### Exercise brief
Continue the essay about young children at Mass and the Cry Room, starting right after its final sentence.

* begin Supplied passage *

Banished to the Cry Room: A Parent’s Plea to the church
By Sheila Papuzynski
My 8 month old daughter, Mara, loves to babble and sing. Often throughout the day, I catch myself gazing at her, laughing with her, as she delights in the sound of her own voice. What a wonder it is to her, that all those giggles and oos and ahs come from deep within her own belly! This, of course, peppered with some occasional crying and screaming. As charming as she is to her father and I, there is one time of the week that we have begun to dread – Mass time.
One Sunday a few months ago, we decided to attend an early morning Mass. Sensing that Mara was rather awake and alert, and realizing that she would soon be hungry, we intentionally sat towards the rear of the church, knowing we could opt for taking her to the back if she fussed. Our sweet baby was particularly happy this morning, and decided to sing and talk through the beginning of Mass. As the homily was drawing near, I got a little antsy…we were beginning to attract attention. Mara, being a baby, seems to think that the homily is a perfect stage to carry out a deep dialogue between herself and the priest – she always has a lot to say! Of course, we are working on ways to teach her the appropriate times to talk and the appropriate times to be quiet, but in the meantime she occasionally has a burst of bubbly conversation at the wrong time. To some around us, it is precious and they smile; to others, it is a nuisance they would rather not have to deal with.
“If she keeps up that talking, you will have to go to the Cry Room.” This particular Sunday I could feel the glaring eyes, and I wanted OUT OF THERE. Moments after the Gospel was read an usher approached us, pointed us to the Cry Room and said, “If she keeps up that talking, you will have to go to the Cry Room.” Embarrassed, hurt, and not wanting to cause confrontation during the Mass, we removed ourselves voluntarily, but I must say we were pretty perturbed. All throughout the remainder of the Mass we were distracted from a prayerful participation in the Eucharist by recurring thoughts and feelings that we needed to sift through and somehow align with the truth of Christ. That, and we really wanted to stage a revolt – carrying Mara to the front pew and smiling at everyone as we passed. Needless to say, we didn’t do it that day, but since, we have made it our objective to sit near the front of the Church, teaching our daughter as we go that SHE forms an irreplaceable part of Christ’s Body, and that there are times that call for quiet.
There are certain things that we all know to be inappropriate for Mass, such as wearing ultra-revealing clothing, chatting to your neighbors, or markedly checking your watch every few minutes during Father’s homily. Still, some rude people have the nerve to break these unspoken rules, which at times, has sent the Pharisee in me into a wild rage. While some of these things are for the GOOD of the Church, such as dressing modestly to honor God and neighbor, there are certain behaviors and attitudes that we, the American Church, have adopted that I do not believe to be in conformity to Christ and His Gospel. Perhaps the biggest of these is our attitude towards children at Mass. Rather than being a place where little ones are welcomed as “the greatest in the Kingdom,” and are therefore trained to behave as God desires of His children, Church today is much better suited for pre or post children families. Leaving all of us who find ourselves somewhere in the middle out in the cold – of the Cry Room.

* end Supplied passage *
* begin Provided information *

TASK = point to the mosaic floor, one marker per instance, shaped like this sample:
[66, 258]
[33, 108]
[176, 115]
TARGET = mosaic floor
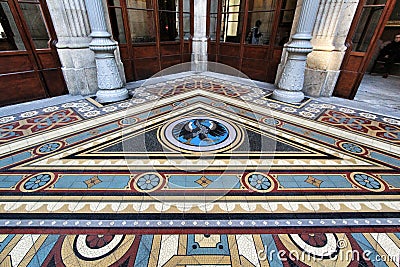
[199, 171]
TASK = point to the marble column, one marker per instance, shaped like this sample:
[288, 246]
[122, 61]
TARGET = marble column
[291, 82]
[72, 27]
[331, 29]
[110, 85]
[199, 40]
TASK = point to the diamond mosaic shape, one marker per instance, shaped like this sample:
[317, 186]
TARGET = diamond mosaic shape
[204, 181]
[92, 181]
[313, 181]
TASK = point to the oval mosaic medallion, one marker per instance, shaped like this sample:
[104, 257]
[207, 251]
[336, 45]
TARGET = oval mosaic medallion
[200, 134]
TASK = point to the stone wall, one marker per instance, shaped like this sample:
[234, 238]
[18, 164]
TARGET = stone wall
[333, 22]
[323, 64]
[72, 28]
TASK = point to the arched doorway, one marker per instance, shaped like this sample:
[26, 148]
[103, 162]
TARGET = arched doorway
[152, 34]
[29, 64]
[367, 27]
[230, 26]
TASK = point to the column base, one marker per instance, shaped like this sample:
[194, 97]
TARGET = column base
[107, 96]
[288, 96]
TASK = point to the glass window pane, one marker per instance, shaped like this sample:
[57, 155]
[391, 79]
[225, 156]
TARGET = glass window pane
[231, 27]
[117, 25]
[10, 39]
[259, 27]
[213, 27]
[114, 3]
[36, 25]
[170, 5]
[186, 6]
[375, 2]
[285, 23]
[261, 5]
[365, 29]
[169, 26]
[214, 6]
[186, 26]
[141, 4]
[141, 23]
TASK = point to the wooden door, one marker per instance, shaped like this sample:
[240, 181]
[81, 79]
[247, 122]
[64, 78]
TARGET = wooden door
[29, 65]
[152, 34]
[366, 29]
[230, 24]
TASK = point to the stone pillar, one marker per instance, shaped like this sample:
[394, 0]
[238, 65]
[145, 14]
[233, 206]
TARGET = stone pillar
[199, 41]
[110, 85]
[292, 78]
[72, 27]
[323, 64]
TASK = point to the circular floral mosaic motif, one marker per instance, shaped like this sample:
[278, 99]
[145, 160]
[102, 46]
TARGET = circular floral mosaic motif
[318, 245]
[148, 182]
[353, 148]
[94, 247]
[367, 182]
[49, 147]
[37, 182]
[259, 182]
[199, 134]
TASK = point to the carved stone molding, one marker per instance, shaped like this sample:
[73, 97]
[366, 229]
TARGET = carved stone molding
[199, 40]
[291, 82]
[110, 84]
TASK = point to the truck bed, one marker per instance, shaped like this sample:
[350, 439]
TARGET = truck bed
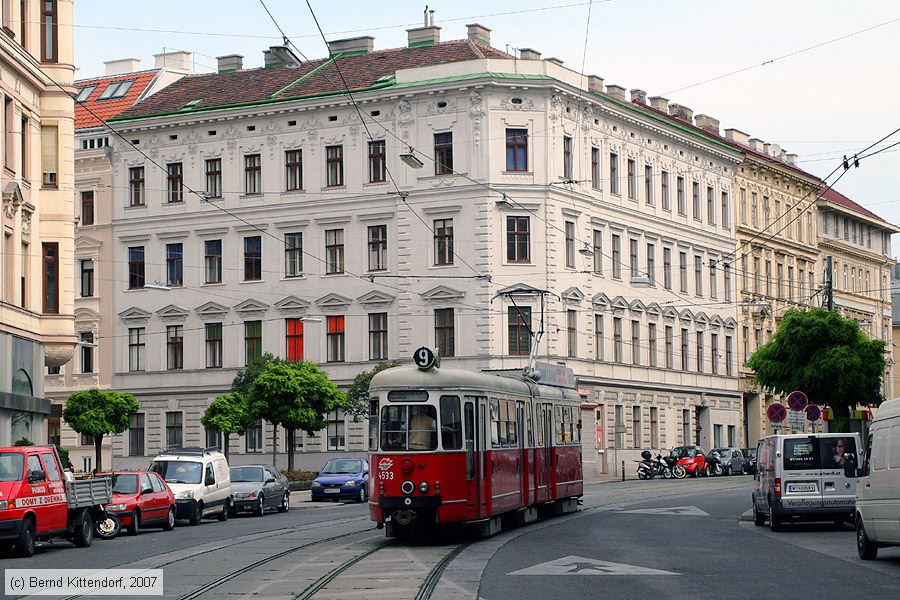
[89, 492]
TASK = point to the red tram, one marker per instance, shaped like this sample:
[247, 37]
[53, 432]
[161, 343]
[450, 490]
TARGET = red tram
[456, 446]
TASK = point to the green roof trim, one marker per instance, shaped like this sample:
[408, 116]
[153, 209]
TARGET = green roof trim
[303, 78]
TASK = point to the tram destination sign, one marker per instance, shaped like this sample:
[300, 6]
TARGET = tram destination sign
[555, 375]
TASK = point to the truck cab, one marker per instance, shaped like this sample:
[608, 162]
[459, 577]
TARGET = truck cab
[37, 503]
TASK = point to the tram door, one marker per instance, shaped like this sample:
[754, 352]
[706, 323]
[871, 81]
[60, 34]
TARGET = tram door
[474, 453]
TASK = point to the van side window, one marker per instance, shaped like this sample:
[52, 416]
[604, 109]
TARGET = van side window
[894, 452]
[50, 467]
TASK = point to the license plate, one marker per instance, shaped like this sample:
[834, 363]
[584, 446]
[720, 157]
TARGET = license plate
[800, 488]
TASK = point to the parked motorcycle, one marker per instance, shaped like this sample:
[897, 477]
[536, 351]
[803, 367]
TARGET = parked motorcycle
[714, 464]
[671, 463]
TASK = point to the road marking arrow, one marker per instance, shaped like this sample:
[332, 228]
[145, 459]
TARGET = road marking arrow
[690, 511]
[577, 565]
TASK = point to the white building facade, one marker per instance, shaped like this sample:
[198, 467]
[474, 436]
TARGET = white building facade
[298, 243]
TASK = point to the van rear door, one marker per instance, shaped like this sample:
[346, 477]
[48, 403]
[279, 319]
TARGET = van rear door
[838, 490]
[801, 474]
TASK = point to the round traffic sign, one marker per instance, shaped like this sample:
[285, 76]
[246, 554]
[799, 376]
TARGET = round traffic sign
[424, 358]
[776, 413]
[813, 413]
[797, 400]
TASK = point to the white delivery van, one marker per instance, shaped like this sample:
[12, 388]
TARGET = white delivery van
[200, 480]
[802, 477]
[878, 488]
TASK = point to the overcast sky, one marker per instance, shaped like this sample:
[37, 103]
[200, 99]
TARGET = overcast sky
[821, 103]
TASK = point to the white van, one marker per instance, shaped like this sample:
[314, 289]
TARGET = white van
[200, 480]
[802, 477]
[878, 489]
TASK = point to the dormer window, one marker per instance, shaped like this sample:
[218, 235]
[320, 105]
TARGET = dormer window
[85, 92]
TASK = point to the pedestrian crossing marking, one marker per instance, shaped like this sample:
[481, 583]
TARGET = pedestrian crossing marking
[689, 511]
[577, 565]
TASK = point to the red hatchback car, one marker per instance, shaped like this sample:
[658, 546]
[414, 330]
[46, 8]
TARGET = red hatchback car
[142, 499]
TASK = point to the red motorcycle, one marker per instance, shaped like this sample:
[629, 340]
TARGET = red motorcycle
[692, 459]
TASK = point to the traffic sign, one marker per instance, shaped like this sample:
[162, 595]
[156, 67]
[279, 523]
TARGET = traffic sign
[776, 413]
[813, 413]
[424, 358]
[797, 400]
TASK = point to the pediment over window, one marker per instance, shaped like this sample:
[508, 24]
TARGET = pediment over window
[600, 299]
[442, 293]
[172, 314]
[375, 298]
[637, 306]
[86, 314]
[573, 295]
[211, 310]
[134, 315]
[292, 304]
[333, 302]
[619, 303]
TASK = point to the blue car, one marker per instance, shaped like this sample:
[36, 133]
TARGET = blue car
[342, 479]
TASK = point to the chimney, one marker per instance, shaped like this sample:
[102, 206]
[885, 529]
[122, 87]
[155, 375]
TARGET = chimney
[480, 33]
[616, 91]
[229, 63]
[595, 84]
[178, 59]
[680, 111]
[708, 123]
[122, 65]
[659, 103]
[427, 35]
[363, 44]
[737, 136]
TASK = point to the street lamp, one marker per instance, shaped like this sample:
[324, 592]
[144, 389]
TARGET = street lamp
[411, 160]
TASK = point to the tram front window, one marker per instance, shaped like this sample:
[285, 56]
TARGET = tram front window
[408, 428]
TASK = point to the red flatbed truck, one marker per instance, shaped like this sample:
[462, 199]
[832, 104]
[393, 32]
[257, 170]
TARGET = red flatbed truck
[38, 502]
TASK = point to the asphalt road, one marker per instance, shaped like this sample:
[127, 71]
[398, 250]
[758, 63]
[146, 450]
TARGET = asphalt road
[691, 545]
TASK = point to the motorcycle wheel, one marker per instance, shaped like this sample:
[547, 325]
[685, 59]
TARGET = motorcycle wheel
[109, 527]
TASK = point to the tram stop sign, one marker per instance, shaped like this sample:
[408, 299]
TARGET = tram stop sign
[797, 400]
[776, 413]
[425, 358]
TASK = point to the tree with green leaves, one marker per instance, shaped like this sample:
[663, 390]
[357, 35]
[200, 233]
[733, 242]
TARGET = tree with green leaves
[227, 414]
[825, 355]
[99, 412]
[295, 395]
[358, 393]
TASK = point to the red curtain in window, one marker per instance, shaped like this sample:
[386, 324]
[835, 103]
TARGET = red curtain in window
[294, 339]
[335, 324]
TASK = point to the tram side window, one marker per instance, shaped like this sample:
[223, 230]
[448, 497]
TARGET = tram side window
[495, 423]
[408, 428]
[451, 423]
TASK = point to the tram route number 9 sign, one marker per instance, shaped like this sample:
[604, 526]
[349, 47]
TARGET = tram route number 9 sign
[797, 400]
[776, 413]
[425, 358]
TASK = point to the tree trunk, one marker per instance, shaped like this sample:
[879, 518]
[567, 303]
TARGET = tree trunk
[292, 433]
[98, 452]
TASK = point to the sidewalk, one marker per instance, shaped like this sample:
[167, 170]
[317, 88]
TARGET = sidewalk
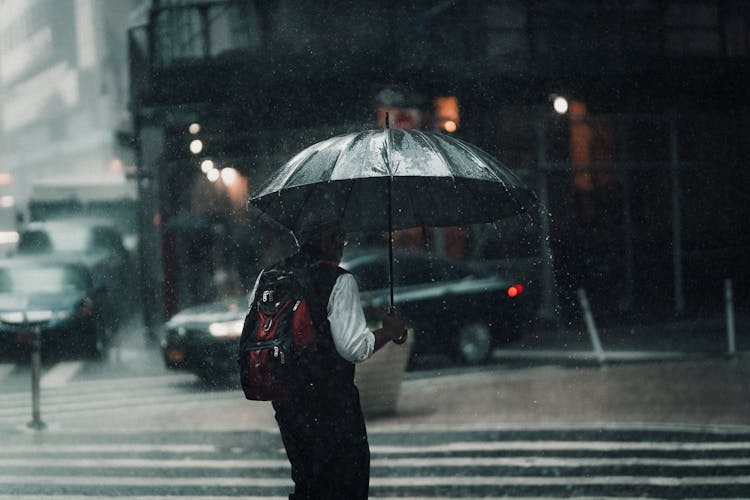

* end Provided information *

### Answer to this problem
Don’t get me wrong, I understand that a hysterical child is disruptive to the Mass, and I am in favor of the removal of said child until the tantrum has cooled. I also am every day more keenly aware of how challenging it is to train and discipline children. I am much more understanding of some of my relatives who, in the past, have shared with me that they stopped attending Mass while their children were little as it was too difficult to maintain composure and reverence while their children played and talked and cried, all the while their neighbors (and even the priest) lovingly glared at them. But, I am also much more frustrated with the Church that pressures such parents into believing that their children have no place in the Church. And while I am sympathetic to those parents who find themselves in this situation, I have to believe there is a much better solution for the Church as a whole, than to round up all the littlest in God’s Kingdom and stick them into a Cry Room, where chaos is allowed to reign supreme.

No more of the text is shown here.